Task to carry out
Render every entry verbatim.

Records supplied
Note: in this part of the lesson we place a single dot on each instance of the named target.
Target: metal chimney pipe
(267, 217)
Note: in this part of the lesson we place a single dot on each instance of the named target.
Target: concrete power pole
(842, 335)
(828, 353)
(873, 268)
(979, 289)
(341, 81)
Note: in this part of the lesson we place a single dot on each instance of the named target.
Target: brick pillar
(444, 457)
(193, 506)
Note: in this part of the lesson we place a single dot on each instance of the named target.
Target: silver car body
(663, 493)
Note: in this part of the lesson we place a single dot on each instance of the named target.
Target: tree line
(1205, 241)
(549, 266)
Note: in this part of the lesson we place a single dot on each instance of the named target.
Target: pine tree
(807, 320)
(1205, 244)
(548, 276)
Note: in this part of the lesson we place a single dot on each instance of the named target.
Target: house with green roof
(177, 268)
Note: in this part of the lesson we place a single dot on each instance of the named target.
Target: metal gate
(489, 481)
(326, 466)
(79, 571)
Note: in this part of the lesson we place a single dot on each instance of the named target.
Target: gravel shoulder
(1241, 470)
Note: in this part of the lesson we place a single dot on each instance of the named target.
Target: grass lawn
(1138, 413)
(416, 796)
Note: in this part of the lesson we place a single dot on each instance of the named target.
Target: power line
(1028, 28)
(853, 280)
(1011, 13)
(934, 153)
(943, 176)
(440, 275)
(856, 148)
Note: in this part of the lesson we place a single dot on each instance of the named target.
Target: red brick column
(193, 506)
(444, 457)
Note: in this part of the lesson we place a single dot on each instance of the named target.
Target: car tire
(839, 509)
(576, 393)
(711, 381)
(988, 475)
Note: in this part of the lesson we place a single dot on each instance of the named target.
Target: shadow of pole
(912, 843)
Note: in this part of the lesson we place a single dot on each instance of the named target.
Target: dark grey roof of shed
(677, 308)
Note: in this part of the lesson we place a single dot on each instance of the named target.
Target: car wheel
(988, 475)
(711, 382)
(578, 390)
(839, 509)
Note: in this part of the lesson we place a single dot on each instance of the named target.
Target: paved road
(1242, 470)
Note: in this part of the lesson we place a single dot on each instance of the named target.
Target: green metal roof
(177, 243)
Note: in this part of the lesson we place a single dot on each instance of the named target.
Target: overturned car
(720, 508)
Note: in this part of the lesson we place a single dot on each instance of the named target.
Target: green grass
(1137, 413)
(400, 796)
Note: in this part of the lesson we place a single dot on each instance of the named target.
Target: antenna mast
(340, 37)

Finished task
Note: in this part of the lesson we place a single dot on each instance of the named target.
Target: metal chimney pipe
(267, 217)
Note: in this part of the lesson we place a single dot on each instance of the named target.
Target: concrete power pole
(842, 335)
(828, 353)
(873, 268)
(979, 289)
(341, 81)
Note: in this part of the lesson we place a single dot on each instance of the named target.
Target: brick pillar
(444, 457)
(193, 506)
Note: in this part of the lesson we place a single dot on each instance of the named target.
Target: silver car body
(663, 493)
Note: in this part of the lesson we place a single dot on each instance of the named target.
Target: tree line
(1205, 241)
(549, 266)
Note: in this part of the lesson we place a single dot on each instance of the named target.
Target: pine tree
(807, 320)
(1205, 244)
(548, 276)
Note: in this part of the lesson we place a single dot on each instance of the named target.
Target: house with green roof
(177, 268)
Note: in this part of the lesson we place a single dot on each instance of the named target.
Target: metal gate
(489, 481)
(326, 466)
(79, 571)
Note: in this part of the lesson we place a single dot on each instance of the named target.
Target: gravel shoulder
(1241, 470)
Note: in this part of the lesson we place a single dot on each instance of the named target.
Target: grass lawn
(1138, 413)
(416, 796)
Note: in this part of the lesson we place a single dot on each instance of the named target.
Target: power line
(1028, 28)
(853, 280)
(1011, 13)
(934, 153)
(943, 176)
(440, 275)
(856, 148)
Note: in this part of the lesson we place a single dot on each instance of the named target.
Target: red brick column
(193, 506)
(444, 457)
Note: in this part of the lesson we place a single dot on each instance of the named target.
Target: car tire
(839, 509)
(576, 393)
(711, 381)
(988, 475)
Note: in this part of the lesson we place a single dot on each instance of the named target.
Target: shadow of pole
(912, 843)
Note: in this part of the lesson we place a single dot on each instance of the named target.
Target: dark grey roof of shed
(677, 308)
Note: in this part of the lesson we place a single dot on each instance of the named target.
Target: car wheel
(988, 475)
(711, 382)
(578, 390)
(839, 509)
Note: in this part of the lesson we place a single dot on each instance of the named target.
Target: paved road
(1242, 470)
Note: in this part of the lesson we place a single dot on each instance of the named target.
Target: green metal roof
(177, 243)
Note: in this part of the lesson we place a single dot on each instance of the named target.
Target: overturned car
(720, 508)
Note: in this part of the lesson we place a single dot on each instance of the named target.
Target: green grass
(1137, 413)
(400, 796)
Note: in this part of the lesson we place a single dot on each instance of the named target.
Target: antenna mast
(340, 37)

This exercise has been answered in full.